• **Aim of the exercise**: Write out all the data again, exactly.

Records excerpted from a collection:
====

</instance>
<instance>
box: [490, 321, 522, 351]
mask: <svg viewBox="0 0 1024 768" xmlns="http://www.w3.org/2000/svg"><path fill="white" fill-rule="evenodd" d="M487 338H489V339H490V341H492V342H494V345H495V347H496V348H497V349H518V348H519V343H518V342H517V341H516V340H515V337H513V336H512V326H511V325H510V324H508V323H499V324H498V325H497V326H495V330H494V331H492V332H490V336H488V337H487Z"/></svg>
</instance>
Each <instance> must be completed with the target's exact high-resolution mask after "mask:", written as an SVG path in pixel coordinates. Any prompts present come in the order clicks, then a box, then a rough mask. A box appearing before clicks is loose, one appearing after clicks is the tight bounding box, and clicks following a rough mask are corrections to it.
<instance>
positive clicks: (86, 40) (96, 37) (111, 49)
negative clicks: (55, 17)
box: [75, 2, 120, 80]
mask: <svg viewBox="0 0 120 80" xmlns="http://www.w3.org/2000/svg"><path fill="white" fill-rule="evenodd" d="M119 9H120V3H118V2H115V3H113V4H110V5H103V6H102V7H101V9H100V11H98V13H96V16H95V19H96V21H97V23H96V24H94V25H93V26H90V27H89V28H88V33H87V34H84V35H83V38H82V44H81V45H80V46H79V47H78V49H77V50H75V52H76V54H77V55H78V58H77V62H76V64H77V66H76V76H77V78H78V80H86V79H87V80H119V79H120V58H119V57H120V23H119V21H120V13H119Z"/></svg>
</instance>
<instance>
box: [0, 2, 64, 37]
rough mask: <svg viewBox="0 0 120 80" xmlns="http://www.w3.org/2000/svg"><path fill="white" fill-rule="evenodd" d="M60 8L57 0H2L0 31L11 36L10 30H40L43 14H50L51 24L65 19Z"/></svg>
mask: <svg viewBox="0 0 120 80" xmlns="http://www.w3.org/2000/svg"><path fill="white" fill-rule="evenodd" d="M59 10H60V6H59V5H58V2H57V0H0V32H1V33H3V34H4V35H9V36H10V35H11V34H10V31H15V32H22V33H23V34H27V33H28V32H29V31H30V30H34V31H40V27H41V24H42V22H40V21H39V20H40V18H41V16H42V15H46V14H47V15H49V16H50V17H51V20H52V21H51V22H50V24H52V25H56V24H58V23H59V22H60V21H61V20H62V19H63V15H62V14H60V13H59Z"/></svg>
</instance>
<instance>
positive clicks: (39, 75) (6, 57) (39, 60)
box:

====

• **Result for this exercise**:
</instance>
<instance>
box: [490, 321, 522, 351]
mask: <svg viewBox="0 0 1024 768" xmlns="http://www.w3.org/2000/svg"><path fill="white" fill-rule="evenodd" d="M487 338H489V339H490V341H492V342H494V345H495V347H496V348H497V349H518V348H519V343H518V342H517V341H516V340H515V337H513V336H512V326H511V325H510V324H508V323H499V324H498V325H497V326H495V330H494V331H492V332H490V336H488V337H487Z"/></svg>
</instance>
Each <instance> must be completed with the target's exact high-resolution mask after "mask:", written as an SVG path in pixel coordinates. Any prompts present come in the order clicks, then a box, then a rough mask. A box appearing before clicks is loose, one appearing after clicks is the tight bounding box, and clicks following a rough mask are corrections to it.
<instance>
positive clicks: (86, 40) (96, 37) (111, 49)
negative clicks: (55, 17)
box: [75, 2, 120, 80]
mask: <svg viewBox="0 0 120 80" xmlns="http://www.w3.org/2000/svg"><path fill="white" fill-rule="evenodd" d="M119 9H120V3H118V2H115V3H113V4H110V5H103V6H102V7H101V9H100V11H98V13H96V16H95V19H96V21H97V23H96V24H94V25H93V26H90V27H89V28H88V33H87V34H84V35H83V38H82V44H81V45H80V46H79V47H78V49H77V50H75V52H76V54H77V55H78V58H77V62H76V64H77V66H76V76H77V78H78V80H86V79H87V80H119V79H120V58H119V57H120V23H119V21H120V13H119Z"/></svg>
</instance>
<instance>
box: [0, 2, 64, 37]
rough mask: <svg viewBox="0 0 120 80" xmlns="http://www.w3.org/2000/svg"><path fill="white" fill-rule="evenodd" d="M60 8L57 0H2L0 31L11 36L10 30H40L43 14H50L51 24L65 19Z"/></svg>
mask: <svg viewBox="0 0 120 80" xmlns="http://www.w3.org/2000/svg"><path fill="white" fill-rule="evenodd" d="M59 10H60V6H59V5H58V2H57V0H0V32H1V33H3V34H4V35H9V36H10V35H11V34H10V31H15V32H22V33H23V34H27V33H28V32H29V31H30V30H34V31H40V27H41V24H42V22H40V21H39V20H40V18H41V16H42V15H46V14H47V15H49V16H50V17H51V20H52V21H51V22H50V24H52V25H56V24H58V23H59V22H60V21H61V20H62V19H63V15H62V14H60V13H59Z"/></svg>
</instance>
<instance>
positive clicks: (39, 75) (6, 57) (39, 60)
box:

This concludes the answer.